PROMPT 1: Summarize the page on debugging SegmentNotFoundException in AEM 6.x in two sentences.

** begin PROVIDED PASSAGE **

How to debug SegmentNotFoundException when Issue is reported in AEM 6.x

Description

How to debug SegmentNotFoundException when Issue is reported in AEM 6.x

A SegmentNotFoundException in the error log means a segment is not present any more although someone apparently tries to still access it. There are broadly three different root causes for this: the segment has been removed by manual intervention (e.g. rm -rf /), the segment has been removed by revision garbage collection or the segment cannot be found due to some bug in the code.

There could be exception like following could be seen in logs:

org.apache.jackrabbit.oak.segment.SegmentNotFoundException: Segment d2c720c4-c146-4ab1-ac37-542aad93c33f not found at
org.apache.jackrabbit.oak.segment.file.FileStore$8.call(FileStore.java:602) at
org.apache.jackrabbit.oak.segment.file.FileStore$8.call(FileStore.java:542) at
org.apache.jackrabbit.oak.segment.SegmentCache.getSegment(SegmentCache.java:95) at
org.apache.jackrabbit.oak.segment.file.FileStore.readSegment(FileStore.java:542) at
org.apache.jackrabbit.oak.segment.SegmentId.getSegment(SegmentId.java:125) at org.apache.jackrabbit.oak.segment.Record.getSegment(Record.java:70) at
org.apache.jackrabbit.oak.segment.MapRecord.compare(MapRecord.java:424) at org.apache.jackrabbit.oak.segment.MapRecord.compare(MapRecord.java:433) at
org.apache.jackrabbit.oak.segment.MapRecord.compare(MapRecord.java:391) at
org.apache.jackrabbit.oak.segment.SegmentNodeState.compareAgainstBaseState(SegmentNodeState.java:608) at
org.apache.jackrabbit.oak.spi.commit.EditorDiff.childNodeChanged(EditorDiff.java:148) at
org.apache.jackrabbit.oak.segment.MapRecord$3.childNodeChanged(MapRecord.java:442) at
org.apache.jackrabbit.oak.segment.MapRecord.compare(MapRecord.java:490) at org.apache.jackrabbit.oak.segment.MapRecord.compare(MapRecord.java:433) at
org.apache.jackrabbit.oak.segment.SegmentNodeState.compareAgainstBaseState(SegmentNodeState.java:608) at
org.apache.jackrabbit.oak.spi.commit.EditorDiff.process(EditorDiff.java:52) at
org.apache.jackrabbit.oak.plugins.index.AsyncIndexUpdate.updateIndex(AsyncIndexUpdate.java:695) at
org.apache.jackrabbit.oak.plugins.index.AsyncIndexUpdate.runWhenPermitted(AsyncIndexUpdate.java:543) at
org.apache.jackrabbit.oak.plugins.index.AsyncIndexUpdate.run(AsyncIndexUpdate.java:402) at
org.apache.sling.commons.scheduler.impl.QuartzJobExecutor.execute(QuartzJobExecutor.java:118) at org.quartz.core.JobRunShell.run(JobRunShell.java:202) at java.util.concurrent.ThreadPoolExecutor.runWorker(ThreadPoolExecutor.java:1142) at
java.util.concurrent.ThreadPoolExecutor$Worker.run(ThreadPoolExecutor.java:617) at java.lang.Thread.run(Thread.java:745)

** end PROVIDED PASSAGE **
** begin INFORMATION PROVIDED **

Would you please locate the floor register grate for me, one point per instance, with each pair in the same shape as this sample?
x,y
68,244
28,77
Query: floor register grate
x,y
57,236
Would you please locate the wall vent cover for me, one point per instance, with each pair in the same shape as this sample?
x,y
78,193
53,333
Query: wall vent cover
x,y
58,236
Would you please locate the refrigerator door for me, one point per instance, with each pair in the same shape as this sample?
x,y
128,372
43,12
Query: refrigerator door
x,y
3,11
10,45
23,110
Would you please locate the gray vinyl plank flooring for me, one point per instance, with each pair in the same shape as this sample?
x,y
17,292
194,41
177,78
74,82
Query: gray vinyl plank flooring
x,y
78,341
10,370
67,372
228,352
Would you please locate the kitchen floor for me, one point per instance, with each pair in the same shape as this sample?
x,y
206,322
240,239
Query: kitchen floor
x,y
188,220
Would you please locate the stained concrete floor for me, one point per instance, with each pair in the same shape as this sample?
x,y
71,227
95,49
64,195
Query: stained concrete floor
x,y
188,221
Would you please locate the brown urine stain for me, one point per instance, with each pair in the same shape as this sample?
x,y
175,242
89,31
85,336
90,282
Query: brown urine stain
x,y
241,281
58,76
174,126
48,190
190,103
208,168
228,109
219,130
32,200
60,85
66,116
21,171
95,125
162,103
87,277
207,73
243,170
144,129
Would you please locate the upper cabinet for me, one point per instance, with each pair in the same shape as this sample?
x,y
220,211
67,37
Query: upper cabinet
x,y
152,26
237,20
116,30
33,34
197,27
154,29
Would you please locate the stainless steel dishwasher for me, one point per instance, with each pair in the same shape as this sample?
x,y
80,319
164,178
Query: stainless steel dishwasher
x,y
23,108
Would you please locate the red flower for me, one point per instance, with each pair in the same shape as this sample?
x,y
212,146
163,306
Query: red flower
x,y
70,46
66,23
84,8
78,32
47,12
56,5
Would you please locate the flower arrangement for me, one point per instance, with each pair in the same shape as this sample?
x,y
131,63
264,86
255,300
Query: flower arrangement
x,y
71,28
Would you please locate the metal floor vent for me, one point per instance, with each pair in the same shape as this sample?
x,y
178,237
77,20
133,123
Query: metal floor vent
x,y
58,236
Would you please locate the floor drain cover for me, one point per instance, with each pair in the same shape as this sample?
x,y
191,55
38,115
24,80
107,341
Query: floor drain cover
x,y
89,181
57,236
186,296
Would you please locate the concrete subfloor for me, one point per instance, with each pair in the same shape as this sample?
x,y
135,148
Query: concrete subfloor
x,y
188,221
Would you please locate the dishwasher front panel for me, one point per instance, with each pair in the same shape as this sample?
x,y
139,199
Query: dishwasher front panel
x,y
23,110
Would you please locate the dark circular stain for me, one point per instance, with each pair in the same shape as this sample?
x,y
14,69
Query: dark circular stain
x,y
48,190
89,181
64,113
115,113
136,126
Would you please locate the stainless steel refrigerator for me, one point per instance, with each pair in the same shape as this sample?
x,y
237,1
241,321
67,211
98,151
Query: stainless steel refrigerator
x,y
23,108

** end INFORMATION PROVIDED **
** begin INFORMATION PROVIDED **

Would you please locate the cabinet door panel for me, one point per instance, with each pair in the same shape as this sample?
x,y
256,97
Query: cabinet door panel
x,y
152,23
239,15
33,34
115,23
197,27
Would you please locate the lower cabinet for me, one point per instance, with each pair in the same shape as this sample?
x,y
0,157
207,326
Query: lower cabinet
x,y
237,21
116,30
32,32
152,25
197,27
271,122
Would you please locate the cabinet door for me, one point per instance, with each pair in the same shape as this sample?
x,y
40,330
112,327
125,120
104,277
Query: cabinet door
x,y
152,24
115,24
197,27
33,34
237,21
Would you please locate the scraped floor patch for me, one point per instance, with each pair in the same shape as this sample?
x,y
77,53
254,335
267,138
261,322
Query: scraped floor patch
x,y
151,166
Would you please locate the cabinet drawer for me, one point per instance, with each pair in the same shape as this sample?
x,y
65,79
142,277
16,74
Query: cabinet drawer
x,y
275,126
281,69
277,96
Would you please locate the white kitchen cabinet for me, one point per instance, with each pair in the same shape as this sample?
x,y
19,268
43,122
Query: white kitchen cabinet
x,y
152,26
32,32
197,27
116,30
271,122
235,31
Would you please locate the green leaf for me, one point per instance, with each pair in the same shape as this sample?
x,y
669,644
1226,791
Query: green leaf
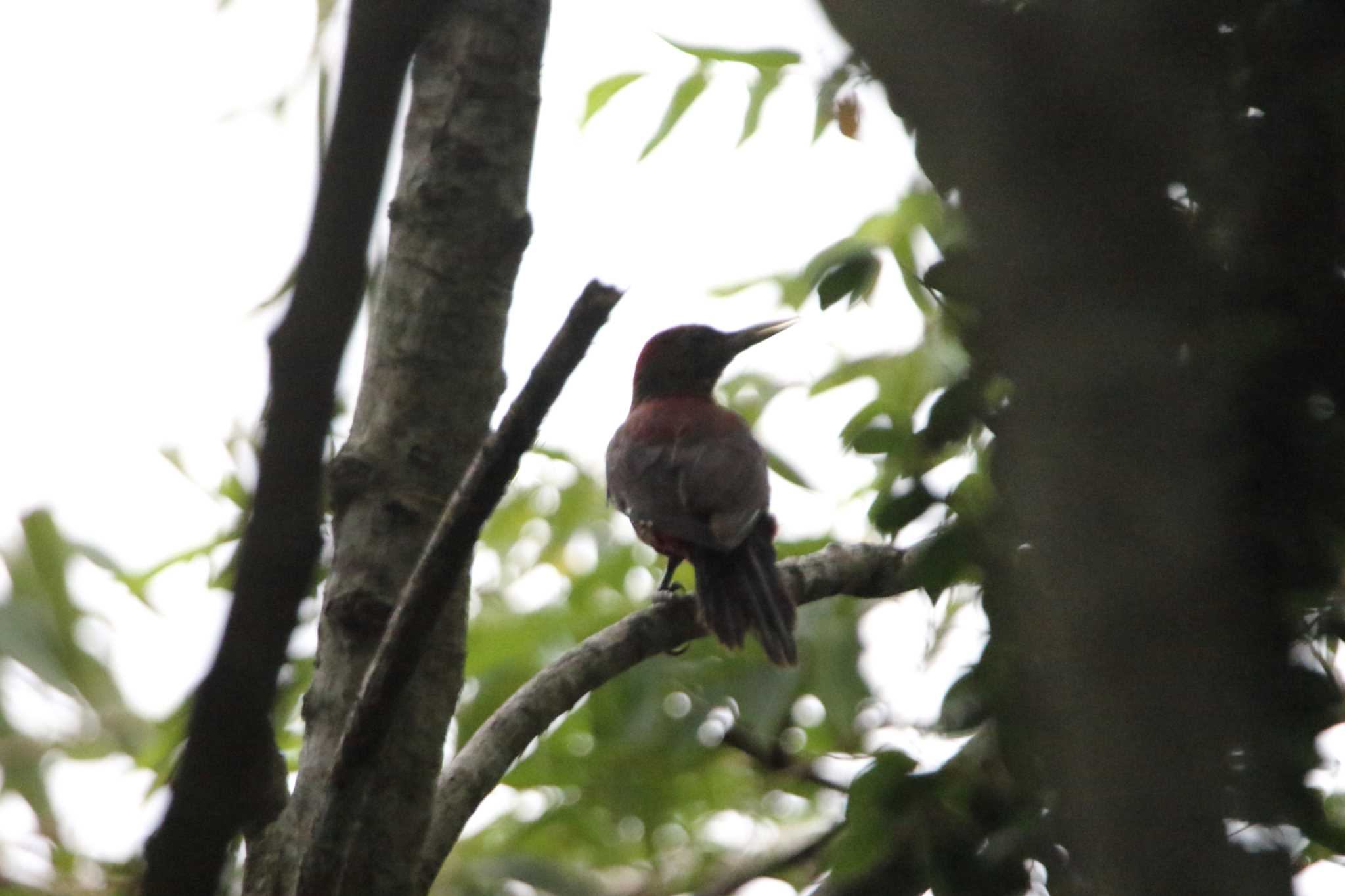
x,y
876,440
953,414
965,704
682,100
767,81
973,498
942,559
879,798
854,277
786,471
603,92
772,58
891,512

** end INFORMATION PROVIDED **

PROMPT 2: Select every line in the two blocks of entries that contains the word "urine".

EXERCISE OUTPUT 1: A SegmentNotFoundException in the error log means a segment is no longer present, even though something still tries to access it. There are broadly three root causes: the segment was removed by manual intervention such as rm -rf, it was removed by revision garbage collection, or it cannot be found because of a bug in the code.

EXERCISE OUTPUT 2:
Would you please locate the brown urine stain for me, one point per instance, with each pair in the same shape as this sample?
Query: brown urine stain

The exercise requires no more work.